(Named object pointing entries)
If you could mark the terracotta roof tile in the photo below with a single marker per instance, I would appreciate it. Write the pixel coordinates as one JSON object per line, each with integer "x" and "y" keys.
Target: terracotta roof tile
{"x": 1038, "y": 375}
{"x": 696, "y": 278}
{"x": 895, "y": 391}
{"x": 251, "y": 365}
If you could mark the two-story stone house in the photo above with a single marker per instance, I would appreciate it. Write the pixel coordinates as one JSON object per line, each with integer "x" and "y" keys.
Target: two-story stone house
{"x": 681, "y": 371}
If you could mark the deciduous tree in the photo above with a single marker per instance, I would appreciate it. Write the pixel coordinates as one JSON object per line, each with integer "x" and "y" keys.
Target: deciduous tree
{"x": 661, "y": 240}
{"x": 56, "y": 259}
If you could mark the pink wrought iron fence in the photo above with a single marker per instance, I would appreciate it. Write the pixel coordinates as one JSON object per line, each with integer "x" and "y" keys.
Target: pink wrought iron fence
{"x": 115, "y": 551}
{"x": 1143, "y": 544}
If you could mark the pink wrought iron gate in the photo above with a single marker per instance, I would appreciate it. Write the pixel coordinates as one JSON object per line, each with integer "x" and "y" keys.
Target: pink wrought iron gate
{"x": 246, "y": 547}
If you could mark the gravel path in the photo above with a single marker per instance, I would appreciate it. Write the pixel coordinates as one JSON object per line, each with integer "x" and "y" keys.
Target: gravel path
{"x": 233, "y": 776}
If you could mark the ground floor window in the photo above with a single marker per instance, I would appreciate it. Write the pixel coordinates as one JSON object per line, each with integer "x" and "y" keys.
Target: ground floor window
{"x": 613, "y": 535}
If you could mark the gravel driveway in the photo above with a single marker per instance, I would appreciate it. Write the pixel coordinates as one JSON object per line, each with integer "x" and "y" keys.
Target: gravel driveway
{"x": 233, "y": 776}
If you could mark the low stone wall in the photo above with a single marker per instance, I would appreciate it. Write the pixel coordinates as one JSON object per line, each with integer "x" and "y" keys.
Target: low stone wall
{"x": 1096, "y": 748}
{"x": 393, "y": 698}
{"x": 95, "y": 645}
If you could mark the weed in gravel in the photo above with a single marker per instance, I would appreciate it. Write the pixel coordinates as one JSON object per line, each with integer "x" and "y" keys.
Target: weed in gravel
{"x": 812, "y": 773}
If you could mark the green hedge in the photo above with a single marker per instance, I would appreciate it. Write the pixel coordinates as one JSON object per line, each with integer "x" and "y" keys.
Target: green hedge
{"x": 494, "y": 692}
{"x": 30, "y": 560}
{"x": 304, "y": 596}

## [Request]
Set down the entries verbatim, leaving none out.

## [Result]
If you could mark the terracotta roof tile in the photo below with a single marker per instance, I would appreciate it. Write the pixel coordinates as one JSON object per line, each with integer "x" and "y" keys.
Target: terracotta roof tile
{"x": 1038, "y": 375}
{"x": 696, "y": 278}
{"x": 895, "y": 391}
{"x": 251, "y": 365}
If you could mark the two-story stone house in the photo above with a single marker per instance, I would appreciate it. Write the pixel coordinates as one JSON object per line, each with integer "x" and "y" keys.
Target: two-story stone house
{"x": 681, "y": 371}
If you could mark the deciduous tree in the photo above with a single marker per instance, I would appreciate it. Write the pixel coordinates as one JSON object per line, each with integer "x" and "y" keys.
Target: deciduous tree
{"x": 661, "y": 240}
{"x": 56, "y": 259}
If you could mark the pink wrought iron fence in the photo above with a single marker per instance, I would appreciate it. Write the pixel coordinates as one JSON object per line, each with integer "x" and "y" keys.
Target: pink wrought iron fence
{"x": 115, "y": 551}
{"x": 1143, "y": 544}
If you could mark the pink wrought iron gate in the photo above with a single marker per instance, I would appreciate it. Write the pixel coordinates as one JSON object per line, each with integer "x" and "y" keys.
Target: pink wrought iron gate
{"x": 246, "y": 547}
If you could mark the gravel path in the photo above with a single marker per instance, I would appreciate it. Write the pixel coordinates as one JSON object per line, each with integer "x" and "y" keys.
Target: gravel path
{"x": 233, "y": 776}
If you could mark the ground floor window in the photo above with a single marker per instance, I would appreciate it. Write the pixel coordinates as one JSON object per line, each with integer "x" and "y" keys.
Target: ground floor window
{"x": 613, "y": 535}
If you could mark the gravel driveway in the photo above with a single marker per instance, I would appreciate it. Write the pixel coordinates as one JSON object per line, each with integer "x" and "y" keys.
Target: gravel driveway
{"x": 233, "y": 776}
If you could mark the low stone wall in the photo above with a single marker per instance, I would appreciate it. Write the pixel coordinates as one JSON object per line, each with integer "x" and "y" keys.
Target: low stone wall
{"x": 1096, "y": 748}
{"x": 393, "y": 698}
{"x": 95, "y": 645}
If you could mark the weed in gravel in the photo above with a single marker per instance, I would appreciate it. Write the pixel coordinates as one JSON object per line, each with integer "x" and "y" keys.
Target: weed in gravel
{"x": 812, "y": 773}
If you could mark the green hedge in the photo above with a single marker per instance, I would appreciate it. Write the pixel coordinates as one JSON object per line, each with integer "x" and "y" keys.
Target: green hedge
{"x": 494, "y": 692}
{"x": 30, "y": 560}
{"x": 304, "y": 596}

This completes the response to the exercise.